Home Columns Houden Marokkaanse Nederlanders nog van ‘hun’ koning?

Houden Marokkaanse Nederlanders nog van ‘hun’ koning?

Intussen zitten al meer dan een maand duizenden Nederlanders, al dan niet met Marokkaanse wortels en dus een dubbele nationaliteit, als gevolg van de coronacrisis tegen hun zin vast in Marokko, sinds het land de grenzen gesloten heeft. Sommigen van hen – zwanger, ziek – in steeds moeizamer omstandigheden. Wanneer zij naar hun eigen land mogen terugkeren is volstrekt onduidelijk.

Op zich treft dit lot niet specifiek Nederlanders. Maar waar andere Europese regeringen er al snel geleidelijk in slaagden om van Rabat toestemming voor retourvluchten te krijgen, zat er wat de Nederlanders betreft tot voor kort geen enkel schot in de zaak, wat Stef Blok ook probeerde. Pas dit weekend is een allereerste vliegtuig vanuit Schiphol toegelaten.

# Vermelde records
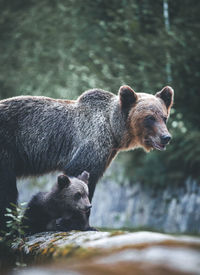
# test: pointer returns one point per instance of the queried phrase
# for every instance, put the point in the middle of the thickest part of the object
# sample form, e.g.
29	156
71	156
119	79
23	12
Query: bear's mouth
155	145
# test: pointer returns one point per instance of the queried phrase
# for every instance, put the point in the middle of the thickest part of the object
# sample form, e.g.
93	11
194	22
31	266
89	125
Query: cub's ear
127	97
63	181
167	95
84	177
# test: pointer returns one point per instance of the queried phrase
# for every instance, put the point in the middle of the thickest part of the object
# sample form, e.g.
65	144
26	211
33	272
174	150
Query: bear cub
64	208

# Te maken opdrachten
(a) Leg aan de hand van de aangeleverde tekst uit waarom duizenden Nederlanders vastzitten in Marokko.
(b) Citeer uit de aangeleverde tekst letterlijk het gedeelte van "Home Columns Houden" tot en met "is volstrekt onduidelijk.".

# Antwoorden oefening
(a) Marokko heeft vanwege de coronacrisis zijn grenzen gesloten. Daardoor zitten zij tegen hun zin in het land vast.

(b)
Home Columns Houden Marokkaanse Nederlanders nog van ‘hun’ koning?

Houden Marokkaanse Nederlanders nog van ‘hun’ koning?

Intussen zitten al meer dan een maand duizenden Nederlanders, al dan niet met Marokkaanse wortels en dus een dubbele nationaliteit, als gevolg van de coronacrisis tegen hun zin vast in Marokko, sinds het land de grenzen gesloten heeft. Sommigen van hen – zwanger, ziek – in steeds moeizamer omstandigheden. Wanneer zij naar hun eigen land mogen terugkeren is volstrekt onduidelijk.